==== EXTRACT PROVIDED
Overall, I really like the interior of the 2016 Tacoma. The orange-trimmed seats look good, they are comfortable and the cabin offers plenty of seating space front and rear. The dual zone climate control is a nice touch, as is the premium infotainment system and the integrated backup camera – allowing the new Tacoma to offer the same amenities as the larger, far more expensive half-ton trucks.

Putting the Tacoma TRD Off-Road to Work
If you are unfamiliar with my truck reviews, I have the benefit of having a variety of horse trailers at my disposal via the stable that my wife and I manage. Every single truck or SUV that has a towing package and the ability to tow at least 5,000lbs is hooked up to my 5,000lb 2-horse trailer and taken through a long list of real world driving situations ranging from highway driving to tight quarters on the local dirt roads. I also load a thousand pounds of bagged horse feed into every vehicle that will handle a payload of that size to see how well the vehicles react to having that extra weight out back.
========
Recast the paragraph of the Tacoma review that begins "Overall, I really like" as a short bulleted list of its main points.
==== ENTRIES SHOWN
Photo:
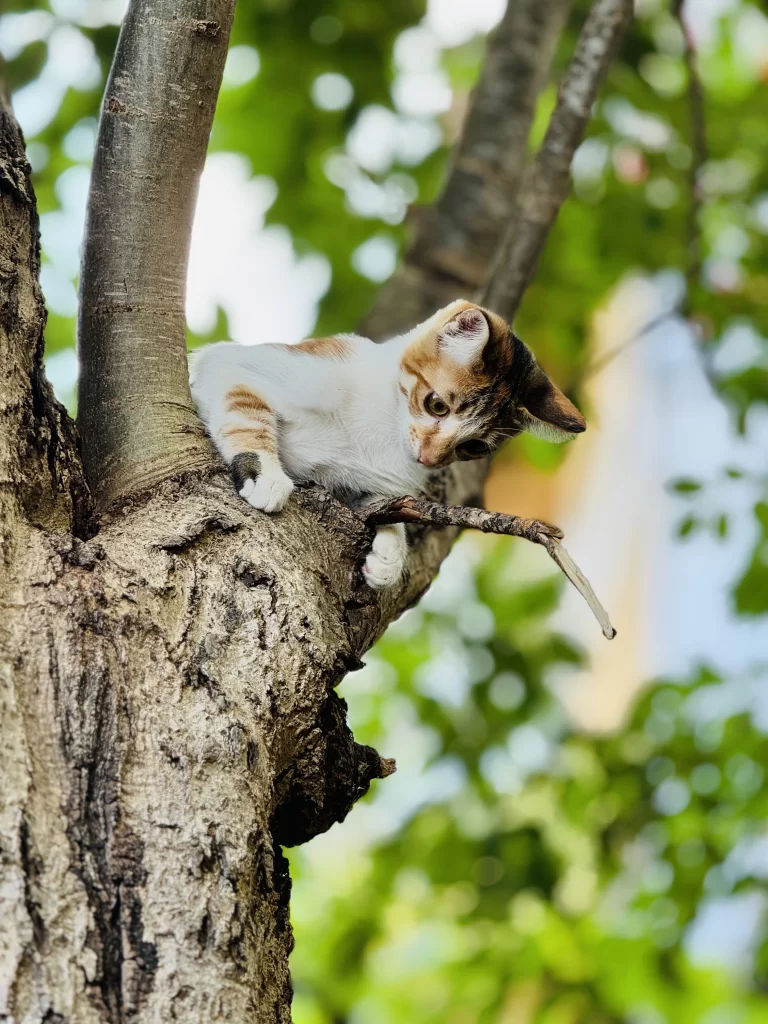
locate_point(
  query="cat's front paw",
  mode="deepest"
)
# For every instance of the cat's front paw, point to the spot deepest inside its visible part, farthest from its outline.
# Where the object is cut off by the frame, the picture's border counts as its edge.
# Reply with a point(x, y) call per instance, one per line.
point(269, 491)
point(386, 562)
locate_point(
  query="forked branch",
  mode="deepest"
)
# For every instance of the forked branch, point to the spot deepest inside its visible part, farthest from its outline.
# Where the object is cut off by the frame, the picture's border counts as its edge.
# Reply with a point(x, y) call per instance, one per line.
point(546, 183)
point(135, 413)
point(413, 510)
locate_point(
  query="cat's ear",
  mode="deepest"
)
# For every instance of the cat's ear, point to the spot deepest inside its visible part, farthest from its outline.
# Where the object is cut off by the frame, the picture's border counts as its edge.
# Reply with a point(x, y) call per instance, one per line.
point(465, 336)
point(547, 413)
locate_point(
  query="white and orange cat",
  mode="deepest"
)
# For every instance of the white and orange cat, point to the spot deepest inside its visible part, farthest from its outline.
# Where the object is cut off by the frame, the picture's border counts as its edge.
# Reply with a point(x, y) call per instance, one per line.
point(369, 421)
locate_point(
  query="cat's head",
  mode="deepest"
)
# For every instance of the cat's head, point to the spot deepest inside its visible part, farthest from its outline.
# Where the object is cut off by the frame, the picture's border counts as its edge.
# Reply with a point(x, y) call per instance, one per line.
point(470, 383)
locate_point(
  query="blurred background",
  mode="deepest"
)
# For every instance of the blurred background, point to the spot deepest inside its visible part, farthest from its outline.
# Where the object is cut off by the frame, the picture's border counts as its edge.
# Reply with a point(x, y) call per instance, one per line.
point(577, 832)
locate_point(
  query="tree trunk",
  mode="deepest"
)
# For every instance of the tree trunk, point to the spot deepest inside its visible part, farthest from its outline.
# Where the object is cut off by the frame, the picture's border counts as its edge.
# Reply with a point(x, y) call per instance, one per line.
point(167, 668)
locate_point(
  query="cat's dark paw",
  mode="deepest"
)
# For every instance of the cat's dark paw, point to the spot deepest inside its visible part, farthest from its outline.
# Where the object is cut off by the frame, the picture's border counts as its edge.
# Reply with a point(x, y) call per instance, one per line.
point(246, 466)
point(261, 480)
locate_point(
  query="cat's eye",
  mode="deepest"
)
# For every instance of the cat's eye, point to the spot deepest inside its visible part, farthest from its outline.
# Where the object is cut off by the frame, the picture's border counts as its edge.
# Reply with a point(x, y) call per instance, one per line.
point(435, 406)
point(473, 450)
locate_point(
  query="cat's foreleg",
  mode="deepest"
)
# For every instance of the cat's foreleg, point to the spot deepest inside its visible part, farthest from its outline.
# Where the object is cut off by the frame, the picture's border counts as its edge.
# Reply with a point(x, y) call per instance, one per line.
point(386, 562)
point(247, 436)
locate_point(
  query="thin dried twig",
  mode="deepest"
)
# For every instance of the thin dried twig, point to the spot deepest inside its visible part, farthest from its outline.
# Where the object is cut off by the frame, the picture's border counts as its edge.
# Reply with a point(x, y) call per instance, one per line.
point(546, 183)
point(412, 510)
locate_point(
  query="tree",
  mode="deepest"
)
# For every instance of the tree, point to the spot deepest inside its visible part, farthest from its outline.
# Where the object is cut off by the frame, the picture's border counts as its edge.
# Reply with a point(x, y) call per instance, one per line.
point(169, 658)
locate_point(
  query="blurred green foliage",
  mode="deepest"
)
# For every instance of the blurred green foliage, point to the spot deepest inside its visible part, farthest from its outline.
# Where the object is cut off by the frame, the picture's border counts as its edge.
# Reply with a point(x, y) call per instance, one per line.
point(540, 873)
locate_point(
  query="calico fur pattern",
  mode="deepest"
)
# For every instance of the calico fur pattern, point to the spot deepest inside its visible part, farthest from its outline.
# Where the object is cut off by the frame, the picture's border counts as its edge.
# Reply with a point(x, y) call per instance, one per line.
point(370, 421)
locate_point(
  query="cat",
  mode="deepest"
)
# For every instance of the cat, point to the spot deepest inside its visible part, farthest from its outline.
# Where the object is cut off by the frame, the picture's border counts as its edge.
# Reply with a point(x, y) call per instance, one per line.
point(369, 421)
========
SOLUTION FOR THIS EXERCISE
- The 2016 Tacoma's interior is well liked overall.
- The orange-trimmed seats look good and are comfortable.
- The cabin has plenty of seating space in front and rear.
- Dual zone climate control, a premium infotainment system and an integrated backup camera are included.
- These features give the Tacoma the same amenities as larger, far more expensive half-ton trucks.